» Reading passage
━━━━━━━━
As the Moral Majority took shape as a voting bloc, opposition to abortion became a litmus test for political candidates. So while the Moral Majority originally did not set out to endorse any particular candidates or parties, their concern with abortion funneled them neatly into the ranks of the GOP as Republicans branded themselves as the pro-life party over against the Democratic Party. So for single-issue voters committed to the overturning of Roe vs. Wade–whether in the 1980’s or 2012–political choices are generally very simple.

This was more complicated. Romney tried to stake out the standard GOP position on abortion–no exceptions except in cases of rape, incest, or life of the mother. He even told crowds that, as president, he would definitely overturn Roe vs. Wade if the legislation was brought to his desk. But most people weren’t buying that line from the guy who ran as a pro-choice Republican in Massachusetts. Voters can tolerate a surprising amount of flip-flopping from their candidates, but throughout his political career Romney had taken every position imaginable on abortion. Who could possibly know his real beliefs?
━━━━━━━━
» Dataset

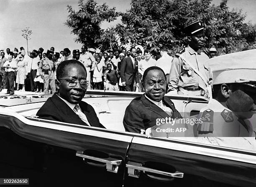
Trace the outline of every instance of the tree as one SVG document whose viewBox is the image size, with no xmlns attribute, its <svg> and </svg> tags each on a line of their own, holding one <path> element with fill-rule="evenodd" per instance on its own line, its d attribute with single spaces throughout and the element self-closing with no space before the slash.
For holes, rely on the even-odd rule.
<svg viewBox="0 0 256 187">
<path fill-rule="evenodd" d="M 115 10 L 115 7 L 110 8 L 105 3 L 98 5 L 94 0 L 88 0 L 86 3 L 84 1 L 79 1 L 79 10 L 77 12 L 68 5 L 69 15 L 65 24 L 72 29 L 72 33 L 77 35 L 76 42 L 90 47 L 100 45 L 104 49 L 109 48 L 110 45 L 106 43 L 109 41 L 108 38 L 111 37 L 108 35 L 110 30 L 104 31 L 100 25 L 104 21 L 113 21 L 120 13 Z"/>
<path fill-rule="evenodd" d="M 256 46 L 256 25 L 244 22 L 246 14 L 241 10 L 230 10 L 227 0 L 218 6 L 212 4 L 212 0 L 132 0 L 131 9 L 123 13 L 105 3 L 83 2 L 79 1 L 77 12 L 68 6 L 66 24 L 77 35 L 77 42 L 103 50 L 129 43 L 156 52 L 165 45 L 174 55 L 187 44 L 184 27 L 198 20 L 206 27 L 206 48 L 214 46 L 225 54 Z M 113 21 L 120 15 L 121 23 L 101 29 L 103 21 Z"/>
<path fill-rule="evenodd" d="M 132 0 L 131 8 L 122 16 L 116 30 L 123 43 L 141 44 L 156 51 L 160 45 L 173 54 L 186 44 L 184 27 L 201 20 L 205 25 L 206 46 L 223 53 L 243 50 L 255 45 L 255 25 L 244 23 L 241 10 L 229 10 L 227 0 L 220 5 L 212 0 Z M 159 6 L 161 5 L 161 6 Z"/>
<path fill-rule="evenodd" d="M 32 30 L 29 30 L 29 27 L 26 27 L 23 30 L 21 30 L 21 31 L 23 32 L 21 35 L 27 40 L 27 50 L 28 54 L 28 40 L 31 39 L 30 36 L 32 34 Z"/>
</svg>

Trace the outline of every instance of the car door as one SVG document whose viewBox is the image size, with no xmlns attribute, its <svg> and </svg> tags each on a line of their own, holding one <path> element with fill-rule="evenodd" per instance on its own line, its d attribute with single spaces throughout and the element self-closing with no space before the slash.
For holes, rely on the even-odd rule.
<svg viewBox="0 0 256 187">
<path fill-rule="evenodd" d="M 125 186 L 256 186 L 256 152 L 192 143 L 191 138 L 134 137 Z"/>
<path fill-rule="evenodd" d="M 132 136 L 0 111 L 0 176 L 31 186 L 122 186 Z"/>
</svg>

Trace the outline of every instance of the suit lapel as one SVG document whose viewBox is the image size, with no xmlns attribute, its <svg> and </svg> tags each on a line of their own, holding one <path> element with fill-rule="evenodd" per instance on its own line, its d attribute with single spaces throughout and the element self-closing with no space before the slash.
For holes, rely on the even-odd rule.
<svg viewBox="0 0 256 187">
<path fill-rule="evenodd" d="M 56 102 L 56 105 L 59 110 L 63 114 L 63 117 L 65 119 L 68 119 L 69 123 L 74 123 L 85 125 L 86 124 L 82 120 L 79 116 L 69 107 L 64 101 L 63 101 L 56 94 L 52 96 L 54 97 L 54 100 Z M 67 107 L 62 107 L 63 105 L 66 105 Z"/>
<path fill-rule="evenodd" d="M 148 110 L 156 113 L 164 118 L 170 117 L 165 112 L 147 100 L 144 94 L 141 96 L 141 100 Z"/>
<path fill-rule="evenodd" d="M 86 118 L 87 118 L 87 120 L 88 122 L 90 124 L 91 126 L 92 126 L 92 124 L 94 124 L 94 127 L 96 127 L 95 126 L 95 124 L 97 123 L 95 122 L 95 120 L 93 119 L 94 118 L 92 118 L 93 117 L 92 115 L 90 114 L 90 111 L 88 110 L 87 105 L 87 103 L 84 102 L 82 102 L 83 104 L 82 104 L 82 102 L 79 104 L 79 106 L 80 106 L 80 108 L 82 110 L 82 112 L 86 116 Z"/>
<path fill-rule="evenodd" d="M 133 67 L 133 69 L 134 70 L 133 63 L 133 61 L 132 60 L 131 58 L 130 57 L 129 57 L 129 61 L 130 61 L 130 63 L 131 63 L 131 64 L 132 67 Z"/>
</svg>

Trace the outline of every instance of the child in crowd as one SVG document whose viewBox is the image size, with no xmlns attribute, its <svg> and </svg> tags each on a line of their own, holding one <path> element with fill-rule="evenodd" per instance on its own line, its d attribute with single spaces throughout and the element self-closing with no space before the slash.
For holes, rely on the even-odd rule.
<svg viewBox="0 0 256 187">
<path fill-rule="evenodd" d="M 37 65 L 38 66 L 40 63 L 40 62 L 37 63 Z M 39 68 L 39 67 L 38 68 Z M 36 71 L 36 75 L 34 79 L 34 81 L 36 82 L 36 92 L 44 92 L 44 80 L 40 75 L 38 68 Z"/>
<path fill-rule="evenodd" d="M 107 73 L 107 84 L 106 89 L 109 90 L 119 91 L 117 80 L 117 73 L 115 70 L 111 70 L 112 65 L 108 63 L 107 69 L 108 70 Z"/>
</svg>

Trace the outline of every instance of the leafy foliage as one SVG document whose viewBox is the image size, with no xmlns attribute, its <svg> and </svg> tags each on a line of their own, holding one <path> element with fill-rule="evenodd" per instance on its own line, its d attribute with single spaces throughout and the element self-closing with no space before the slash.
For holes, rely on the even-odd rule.
<svg viewBox="0 0 256 187">
<path fill-rule="evenodd" d="M 105 42 L 106 38 L 100 24 L 104 21 L 113 21 L 120 13 L 115 8 L 110 8 L 106 4 L 97 5 L 94 0 L 88 0 L 86 3 L 83 0 L 78 2 L 79 10 L 76 12 L 68 5 L 69 15 L 65 24 L 72 29 L 71 32 L 77 36 L 76 42 L 82 43 L 90 47 L 96 47 Z"/>
<path fill-rule="evenodd" d="M 31 30 L 29 30 L 29 27 L 26 27 L 23 30 L 21 30 L 21 32 L 22 32 L 21 36 L 22 36 L 25 39 L 31 39 L 30 36 L 31 35 L 32 35 L 32 32 Z"/>
<path fill-rule="evenodd" d="M 130 43 L 156 52 L 164 45 L 174 54 L 187 44 L 184 27 L 201 20 L 206 27 L 207 48 L 214 46 L 223 54 L 256 47 L 256 26 L 244 22 L 246 15 L 242 10 L 230 10 L 227 0 L 218 6 L 212 0 L 132 0 L 131 9 L 122 14 L 105 4 L 99 6 L 93 0 L 83 1 L 79 1 L 77 12 L 69 7 L 67 24 L 78 35 L 76 41 L 91 46 L 106 49 Z M 105 30 L 100 28 L 102 21 L 120 15 L 121 23 Z"/>
</svg>

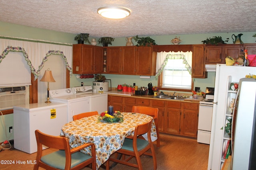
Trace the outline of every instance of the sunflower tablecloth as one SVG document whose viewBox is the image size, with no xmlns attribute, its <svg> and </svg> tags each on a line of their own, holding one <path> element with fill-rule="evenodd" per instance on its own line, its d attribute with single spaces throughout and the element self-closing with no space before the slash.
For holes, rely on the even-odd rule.
<svg viewBox="0 0 256 170">
<path fill-rule="evenodd" d="M 72 148 L 88 142 L 94 143 L 98 169 L 111 154 L 121 149 L 126 137 L 133 135 L 136 125 L 148 122 L 152 119 L 143 114 L 122 112 L 122 114 L 124 116 L 124 121 L 122 123 L 99 121 L 98 115 L 71 121 L 62 127 L 60 133 L 68 139 Z M 157 137 L 154 120 L 151 135 L 155 139 Z M 82 151 L 91 155 L 90 149 L 88 147 Z"/>
</svg>

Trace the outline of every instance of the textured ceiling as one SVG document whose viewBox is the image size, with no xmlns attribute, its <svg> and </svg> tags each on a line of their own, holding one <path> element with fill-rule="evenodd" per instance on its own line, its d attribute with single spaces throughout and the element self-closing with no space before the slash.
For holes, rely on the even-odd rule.
<svg viewBox="0 0 256 170">
<path fill-rule="evenodd" d="M 256 0 L 1 0 L 0 21 L 90 37 L 256 31 Z M 120 20 L 97 9 L 130 10 Z"/>
</svg>

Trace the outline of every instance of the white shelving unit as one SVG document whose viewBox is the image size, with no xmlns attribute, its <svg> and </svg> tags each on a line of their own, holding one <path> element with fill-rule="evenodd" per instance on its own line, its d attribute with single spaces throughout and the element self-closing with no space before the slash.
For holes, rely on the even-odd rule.
<svg viewBox="0 0 256 170">
<path fill-rule="evenodd" d="M 228 77 L 228 80 L 227 81 L 227 93 L 226 94 L 226 102 L 225 102 L 225 107 L 224 113 L 225 116 L 224 116 L 224 120 L 223 121 L 223 127 L 222 129 L 222 142 L 221 146 L 221 148 L 222 149 L 222 152 L 221 154 L 221 157 L 220 158 L 220 161 L 221 162 L 220 169 L 221 169 L 223 165 L 224 162 L 225 160 L 225 158 L 223 158 L 224 154 L 225 153 L 225 150 L 226 147 L 226 145 L 227 143 L 227 141 L 230 141 L 230 145 L 232 145 L 232 136 L 230 136 L 225 130 L 225 127 L 226 124 L 228 123 L 228 119 L 233 119 L 233 115 L 235 109 L 235 106 L 236 106 L 236 102 L 237 101 L 237 94 L 238 93 L 237 91 L 232 90 L 229 90 L 229 88 L 231 83 L 233 82 L 232 81 L 232 77 L 231 76 L 229 76 Z M 233 104 L 234 105 L 234 107 L 232 111 L 230 111 L 229 109 L 229 107 L 230 105 L 230 103 L 233 101 L 232 99 L 234 99 L 234 101 Z M 233 121 L 232 121 L 233 122 Z M 232 127 L 232 125 L 231 125 Z M 232 129 L 231 129 L 231 132 L 232 132 Z"/>
</svg>

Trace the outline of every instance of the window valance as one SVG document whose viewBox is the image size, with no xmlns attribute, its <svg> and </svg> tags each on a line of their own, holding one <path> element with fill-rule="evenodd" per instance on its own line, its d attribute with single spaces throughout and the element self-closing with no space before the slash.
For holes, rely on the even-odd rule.
<svg viewBox="0 0 256 170">
<path fill-rule="evenodd" d="M 183 64 L 185 64 L 185 67 L 188 70 L 189 73 L 191 74 L 191 61 L 188 61 L 188 59 L 192 59 L 192 52 L 187 51 L 186 52 L 161 52 L 157 53 L 156 55 L 156 78 L 161 74 L 164 68 L 166 66 L 168 61 L 168 59 L 182 59 Z"/>
<path fill-rule="evenodd" d="M 65 61 L 67 68 L 70 71 L 70 76 L 72 75 L 72 44 L 61 45 L 56 43 L 42 41 L 39 42 L 0 37 L 0 51 L 2 52 L 0 55 L 0 64 L 9 52 L 22 53 L 30 66 L 31 72 L 35 76 L 35 80 L 38 78 L 44 63 L 51 55 L 61 56 Z"/>
</svg>

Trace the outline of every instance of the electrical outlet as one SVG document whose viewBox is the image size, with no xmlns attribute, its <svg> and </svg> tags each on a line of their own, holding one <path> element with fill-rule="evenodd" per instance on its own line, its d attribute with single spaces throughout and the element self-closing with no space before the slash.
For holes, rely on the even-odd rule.
<svg viewBox="0 0 256 170">
<path fill-rule="evenodd" d="M 10 126 L 9 127 L 9 133 L 12 133 L 12 127 Z"/>
</svg>

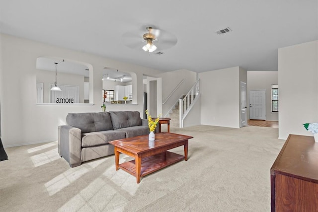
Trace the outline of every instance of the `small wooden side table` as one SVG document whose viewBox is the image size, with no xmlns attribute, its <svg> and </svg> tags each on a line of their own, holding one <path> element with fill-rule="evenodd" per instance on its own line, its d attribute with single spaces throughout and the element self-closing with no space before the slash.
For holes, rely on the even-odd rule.
<svg viewBox="0 0 318 212">
<path fill-rule="evenodd" d="M 157 118 L 153 118 L 153 120 L 155 120 Z M 168 133 L 170 133 L 170 118 L 159 118 L 159 133 L 161 133 L 161 125 L 167 124 L 168 125 Z"/>
</svg>

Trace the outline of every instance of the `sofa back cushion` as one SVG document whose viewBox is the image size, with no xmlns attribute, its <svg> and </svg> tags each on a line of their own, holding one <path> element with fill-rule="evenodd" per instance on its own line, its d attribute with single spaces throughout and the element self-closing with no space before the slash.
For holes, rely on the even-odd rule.
<svg viewBox="0 0 318 212">
<path fill-rule="evenodd" d="M 66 116 L 66 123 L 80 129 L 82 133 L 113 130 L 108 112 L 69 113 Z"/>
<path fill-rule="evenodd" d="M 138 111 L 110 111 L 114 130 L 141 125 Z"/>
</svg>

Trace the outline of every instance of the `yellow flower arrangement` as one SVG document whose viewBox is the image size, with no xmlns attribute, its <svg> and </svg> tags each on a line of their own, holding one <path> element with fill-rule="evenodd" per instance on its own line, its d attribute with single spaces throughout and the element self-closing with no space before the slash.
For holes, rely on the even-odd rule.
<svg viewBox="0 0 318 212">
<path fill-rule="evenodd" d="M 157 124 L 159 123 L 159 117 L 157 118 L 155 120 L 155 121 L 154 121 L 151 118 L 150 114 L 149 114 L 148 110 L 146 110 L 145 112 L 148 116 L 148 126 L 149 126 L 149 131 L 150 132 L 154 132 L 155 131 L 155 130 L 156 130 L 156 127 L 157 127 Z"/>
</svg>

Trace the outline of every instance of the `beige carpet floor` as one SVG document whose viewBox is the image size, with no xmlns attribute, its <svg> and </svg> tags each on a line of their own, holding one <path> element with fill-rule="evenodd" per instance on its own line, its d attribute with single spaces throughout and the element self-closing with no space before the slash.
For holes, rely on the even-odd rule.
<svg viewBox="0 0 318 212">
<path fill-rule="evenodd" d="M 277 128 L 200 125 L 188 160 L 142 178 L 115 170 L 114 155 L 70 168 L 57 141 L 5 148 L 3 212 L 269 212 L 270 168 L 284 144 Z M 183 154 L 183 147 L 172 151 Z M 120 162 L 131 158 L 121 154 Z"/>
</svg>

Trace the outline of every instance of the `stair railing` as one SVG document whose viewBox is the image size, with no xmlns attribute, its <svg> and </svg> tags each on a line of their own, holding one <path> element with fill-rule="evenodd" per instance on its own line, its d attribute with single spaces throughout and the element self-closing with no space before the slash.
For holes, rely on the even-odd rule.
<svg viewBox="0 0 318 212">
<path fill-rule="evenodd" d="M 187 116 L 200 95 L 200 79 L 198 79 L 184 98 L 179 100 L 179 126 L 180 128 L 183 127 L 184 118 Z"/>
<path fill-rule="evenodd" d="M 172 111 L 172 110 L 173 110 L 174 108 L 176 108 L 177 104 L 178 104 L 178 103 L 179 102 L 179 99 L 182 99 L 182 98 L 183 98 L 183 95 L 181 95 L 181 96 L 180 96 L 180 97 L 179 97 L 178 98 L 178 100 L 176 100 L 175 101 L 175 102 L 174 102 L 174 104 L 173 104 L 172 105 L 172 106 L 170 108 L 170 109 L 168 110 L 168 112 L 167 112 L 167 113 L 165 114 L 165 115 L 164 116 L 162 116 L 163 117 L 167 117 L 168 115 L 169 115 L 169 114 L 170 114 L 170 113 L 171 112 L 171 111 Z"/>
<path fill-rule="evenodd" d="M 172 90 L 172 92 L 171 92 L 170 95 L 168 96 L 168 97 L 165 99 L 165 100 L 164 100 L 162 104 L 164 104 L 167 101 L 168 101 L 168 99 L 169 99 L 170 97 L 171 97 L 171 96 L 172 96 L 172 94 L 175 92 L 175 91 L 177 90 L 177 89 L 179 88 L 179 87 L 180 87 L 180 85 L 181 85 L 181 84 L 184 81 L 184 79 L 182 79 L 182 80 L 181 80 L 180 82 L 179 82 L 179 84 L 177 85 L 177 86 L 175 87 L 175 88 L 174 88 L 173 90 Z"/>
</svg>

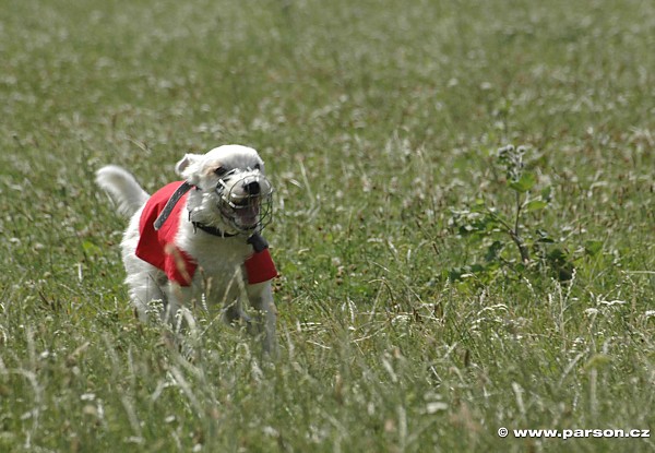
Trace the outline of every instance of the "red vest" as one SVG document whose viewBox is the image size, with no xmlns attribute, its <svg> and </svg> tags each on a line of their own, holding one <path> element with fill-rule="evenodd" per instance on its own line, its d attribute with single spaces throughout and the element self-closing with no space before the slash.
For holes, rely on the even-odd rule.
<svg viewBox="0 0 655 453">
<path fill-rule="evenodd" d="M 136 257 L 143 261 L 164 271 L 168 279 L 181 286 L 191 285 L 198 263 L 186 251 L 175 245 L 182 206 L 187 204 L 188 193 L 175 205 L 170 215 L 158 230 L 154 223 L 172 193 L 182 184 L 182 181 L 171 182 L 155 192 L 143 207 L 139 223 L 139 243 L 136 245 Z M 221 240 L 221 239 L 216 239 Z M 263 249 L 253 254 L 243 263 L 249 284 L 267 282 L 277 276 L 275 264 L 271 259 L 269 249 Z"/>
</svg>

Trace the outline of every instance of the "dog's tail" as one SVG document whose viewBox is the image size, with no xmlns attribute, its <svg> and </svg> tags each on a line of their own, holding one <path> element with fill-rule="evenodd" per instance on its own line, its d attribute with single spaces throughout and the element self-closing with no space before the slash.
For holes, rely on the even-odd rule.
<svg viewBox="0 0 655 453">
<path fill-rule="evenodd" d="M 118 204 L 118 212 L 128 218 L 150 198 L 128 170 L 116 165 L 107 165 L 97 170 L 96 182 L 109 192 Z"/>
</svg>

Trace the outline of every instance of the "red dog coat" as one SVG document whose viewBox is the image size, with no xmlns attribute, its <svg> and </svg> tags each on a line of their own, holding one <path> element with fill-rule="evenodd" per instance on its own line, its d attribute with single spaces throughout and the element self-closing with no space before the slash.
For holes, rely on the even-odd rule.
<svg viewBox="0 0 655 453">
<path fill-rule="evenodd" d="M 155 220 L 166 206 L 171 195 L 182 186 L 183 181 L 171 182 L 155 192 L 143 207 L 139 223 L 139 243 L 136 257 L 164 271 L 168 279 L 181 286 L 191 285 L 198 263 L 189 253 L 175 246 L 175 236 L 178 231 L 181 210 L 186 204 L 188 193 L 184 193 L 175 204 L 168 218 L 160 228 L 155 229 Z M 253 235 L 248 243 L 253 246 L 253 254 L 246 260 L 246 275 L 249 284 L 267 282 L 277 276 L 275 264 L 263 238 Z"/>
</svg>

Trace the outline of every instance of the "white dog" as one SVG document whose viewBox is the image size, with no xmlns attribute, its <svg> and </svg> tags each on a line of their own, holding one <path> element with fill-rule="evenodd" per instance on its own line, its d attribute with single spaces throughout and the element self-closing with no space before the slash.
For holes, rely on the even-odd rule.
<svg viewBox="0 0 655 453">
<path fill-rule="evenodd" d="M 187 154 L 176 172 L 183 181 L 152 196 L 121 167 L 96 174 L 118 211 L 131 217 L 121 249 L 132 302 L 145 317 L 152 301 L 162 301 L 162 318 L 171 322 L 192 302 L 221 305 L 226 321 L 247 322 L 264 350 L 274 353 L 271 279 L 277 273 L 260 236 L 273 192 L 264 163 L 250 147 L 227 145 Z M 252 319 L 243 299 L 257 310 Z"/>
</svg>

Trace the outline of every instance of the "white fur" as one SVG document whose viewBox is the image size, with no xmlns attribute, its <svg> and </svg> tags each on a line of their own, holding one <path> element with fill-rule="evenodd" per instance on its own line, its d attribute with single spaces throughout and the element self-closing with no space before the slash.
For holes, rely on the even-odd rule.
<svg viewBox="0 0 655 453">
<path fill-rule="evenodd" d="M 122 260 L 130 298 L 142 317 L 146 315 L 148 305 L 154 300 L 164 302 L 162 317 L 169 321 L 174 320 L 178 309 L 190 307 L 193 302 L 206 303 L 210 308 L 223 307 L 226 321 L 247 322 L 248 330 L 262 337 L 264 349 L 274 354 L 276 310 L 271 282 L 249 285 L 245 281 L 243 262 L 252 254 L 252 247 L 246 242 L 248 235 L 235 229 L 235 225 L 227 222 L 217 207 L 218 195 L 213 189 L 219 179 L 214 170 L 219 166 L 238 169 L 239 175 L 263 175 L 263 162 L 257 151 L 240 145 L 219 146 L 204 155 L 187 154 L 178 162 L 176 172 L 202 189 L 189 192 L 175 238 L 175 245 L 198 262 L 192 283 L 187 287 L 168 281 L 164 272 L 134 254 L 141 212 L 150 198 L 134 177 L 110 165 L 97 171 L 96 181 L 118 203 L 119 213 L 130 217 L 121 242 Z M 195 230 L 189 222 L 189 212 L 194 222 L 238 236 L 219 238 Z M 242 309 L 246 299 L 255 310 L 252 319 Z"/>
</svg>

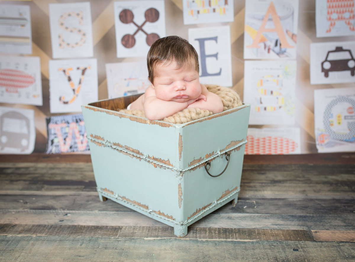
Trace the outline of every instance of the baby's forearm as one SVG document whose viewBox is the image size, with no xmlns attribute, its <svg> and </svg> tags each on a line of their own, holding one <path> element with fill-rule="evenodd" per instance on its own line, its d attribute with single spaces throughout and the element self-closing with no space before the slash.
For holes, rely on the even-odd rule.
<svg viewBox="0 0 355 262">
<path fill-rule="evenodd" d="M 217 95 L 209 96 L 206 101 L 199 100 L 189 105 L 188 108 L 197 108 L 206 109 L 213 114 L 219 113 L 223 111 L 223 105 L 221 99 Z"/>
<path fill-rule="evenodd" d="M 149 120 L 161 120 L 186 108 L 187 102 L 180 103 L 157 99 L 146 101 L 143 105 L 146 117 Z"/>
</svg>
━━━━━━━━
» Exercise set
A. In the passage on abortion and the GOP, reproduce word for word the stretch from "As the Moral" through "generally very simple.".
B. Decide whether each statement agrees with the passage on abortion and the GOP, answering yes or no and quoting the words that settle it: (i) The Moral Majority originally set out to endorse particular candidates. (ii) Romney once ran as a pro-choice Republican in Massachusetts. (iii) The GOP position Romney adopted allowed exceptions in cases of rape, incest, or life of the mother.
C. According to the passage on abortion and the GOP, what did opposition to abortion become for political candidates as the Moral Majority took shape as a voting bloc?
The rows were drawn from a separate source unrelated to the passage on abortion and the GOP.

» Answers to the tasks
A.
As the Moral Majority took shape as a voting bloc, opposition to abortion became a litmus test for political candidates. So while the Moral Majority originally did not set out to endorse any particular candidates or parties, their concern with abortion funneled them neatly into the ranks of the GOP as Republicans branded themselves as the pro-life party over against the Democratic Party. So for single-issue voters committed to the overturning of Roe vs. Wade–whether in the 1980’s or 2012–political choices are generally very simple.

B.
(i) No: "the Moral Majority originally did not set out to endorse any particular candidates or parties"
(ii) Yes: "the guy who ran as a pro-choice Republican in Massachusetts"
(iii) Yes: "no exceptions except in cases of rape, incest, or life of the mother"

C. It became a litmus test.